PASSAGE
Why does the United States stand at a crossroads in its effort to redefine its position in the international marketplace?

September 6, 2010

Why does the United States stand at a crossroads in its effort to redefine its position in the international marketplace?

Globalization, in the most stealth-like manner, has radically changed the United States of America over the last 30 years. It has caused a crisis of identity — a feeling of national insecurity which, in many respects, is more similar to Germany's pre-war Weimar cynicism and nastiness than to American optimism.

This is because, in every practical sense, globalization has de-industrialized the United States' traditional manufacturing base — and that process is forcing us to redefine who we are.

What is apparent now, but was difficult to discern in globalization's early days, is how rapidly the U.S. economy has lost much of its old line-manufacturing base.

In 1982, industrials made up 67% of the companies included in the Dow Jones Industrial Average. Today, they represent only 30%. Meanwhile, the number of technology firms increased from 3% of the Dow to 17% — and financial companies rose from 3% to 13%.

Today, 75% of the Dow's components could be classified as nonindustrial.

The Dow's composition, as drastic as the change may seem, does not truly reflect how the U.S. economy has changed. For even though industrials still make up 30% of the index, it fails to show that much of U.S. manufacturing in the new globalized economy is not what it once was.

For many companies, manufacturing today is not manufacturing at all. It is instead sourcing, assembling, designing, marketing and financing: essentially, international trading. For example, a car made in the United States today easily could have its engine, tires and other components made in factories abroad.

In the technology sector, the so-called growth business, this is even more likely than not — with cell phones, computers and various other products that don't even go through the assembly stage in the United States.

The decimation of manufacturing in the United States calls into question one of the country’s unique economic advantages: its continental market. It was an advantage so strong that it had a profound influence on the American character.

From colonial times, the United States was in the eyes of its beholders a special place — different, like a city on a hill, unlike the unwashed urban masses of Europe. This myth of American exceptionalism was strongly reinforced by overwhelming achievements and the can-do attitude of the U.S. industrial revolution after the Civil War.

From 1860 to 1900, the United States went from hovering around being the eighth- or ninth-largest economy in the world to being by far the largest — a trajectory in time not too dissimilar to that of today's China.

Unlike Britain, France, Germany and Japan, the industrializing United States did not have to seek colonies as markets or as sources of raw material. And it did not need to see its neighbors as competitors. The United States at that time had the bounty of the New World supported by a massive open immigration policy.

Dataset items
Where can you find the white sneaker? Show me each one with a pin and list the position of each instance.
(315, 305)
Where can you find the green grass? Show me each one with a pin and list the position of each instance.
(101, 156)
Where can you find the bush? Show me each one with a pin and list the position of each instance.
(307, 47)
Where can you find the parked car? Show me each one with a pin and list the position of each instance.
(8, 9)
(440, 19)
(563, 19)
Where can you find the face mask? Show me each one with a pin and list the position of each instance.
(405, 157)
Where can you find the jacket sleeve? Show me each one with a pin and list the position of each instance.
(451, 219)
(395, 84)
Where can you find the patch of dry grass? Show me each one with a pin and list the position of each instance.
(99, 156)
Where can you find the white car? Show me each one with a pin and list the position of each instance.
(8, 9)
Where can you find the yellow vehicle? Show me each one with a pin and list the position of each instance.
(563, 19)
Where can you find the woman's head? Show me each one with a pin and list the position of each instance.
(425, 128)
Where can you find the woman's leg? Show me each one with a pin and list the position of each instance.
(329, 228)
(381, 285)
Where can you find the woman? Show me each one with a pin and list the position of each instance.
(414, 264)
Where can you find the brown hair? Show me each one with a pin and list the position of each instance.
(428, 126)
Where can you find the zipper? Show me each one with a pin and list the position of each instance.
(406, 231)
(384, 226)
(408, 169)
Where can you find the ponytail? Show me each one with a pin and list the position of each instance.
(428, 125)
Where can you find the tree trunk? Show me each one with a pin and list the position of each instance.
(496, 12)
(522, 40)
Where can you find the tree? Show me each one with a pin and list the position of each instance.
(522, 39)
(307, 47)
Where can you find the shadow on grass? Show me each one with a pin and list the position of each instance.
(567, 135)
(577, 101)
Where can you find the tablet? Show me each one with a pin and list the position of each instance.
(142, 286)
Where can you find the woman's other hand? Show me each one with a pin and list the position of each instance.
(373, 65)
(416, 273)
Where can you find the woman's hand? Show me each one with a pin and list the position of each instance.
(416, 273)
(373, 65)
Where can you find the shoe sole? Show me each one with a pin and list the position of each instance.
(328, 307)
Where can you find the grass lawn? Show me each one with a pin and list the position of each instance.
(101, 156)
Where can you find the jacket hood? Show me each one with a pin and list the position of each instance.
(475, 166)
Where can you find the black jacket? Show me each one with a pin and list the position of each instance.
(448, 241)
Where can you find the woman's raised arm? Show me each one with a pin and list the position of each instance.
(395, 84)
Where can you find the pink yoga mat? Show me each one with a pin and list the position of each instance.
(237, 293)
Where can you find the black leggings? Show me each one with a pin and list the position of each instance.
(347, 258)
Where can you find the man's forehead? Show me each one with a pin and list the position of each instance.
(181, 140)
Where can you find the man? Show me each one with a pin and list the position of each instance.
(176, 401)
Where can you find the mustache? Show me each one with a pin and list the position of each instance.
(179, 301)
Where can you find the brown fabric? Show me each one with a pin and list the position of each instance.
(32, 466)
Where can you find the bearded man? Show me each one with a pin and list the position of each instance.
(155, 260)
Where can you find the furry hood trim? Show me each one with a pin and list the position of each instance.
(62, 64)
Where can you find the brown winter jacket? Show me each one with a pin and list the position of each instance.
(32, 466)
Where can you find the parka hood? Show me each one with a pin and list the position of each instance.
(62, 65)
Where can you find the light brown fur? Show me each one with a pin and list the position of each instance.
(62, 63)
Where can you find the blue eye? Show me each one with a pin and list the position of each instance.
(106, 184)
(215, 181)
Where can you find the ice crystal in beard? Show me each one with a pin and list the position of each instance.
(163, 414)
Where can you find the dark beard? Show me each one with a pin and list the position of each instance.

REQUESTS
• a. In the globalization passage, what percentage of the companies in the Dow Jones Industrial Average were industrials in 1982?
• b. Print the globalization passage between "From colonial times, the" and "the Civil War.", inclusive.

TASK-BY-TASK ANSWERS
• a. 67%

• b.
From colonial times, the United States was in the eyes of its beholders a special place — different, like a city on a hill, unlike the unwashed urban masses of Europe. This myth of American exceptionalism was strongly reinforced by overwhelming achievements and the can-do attitude of the U.S. industrial revolution after the Civil War.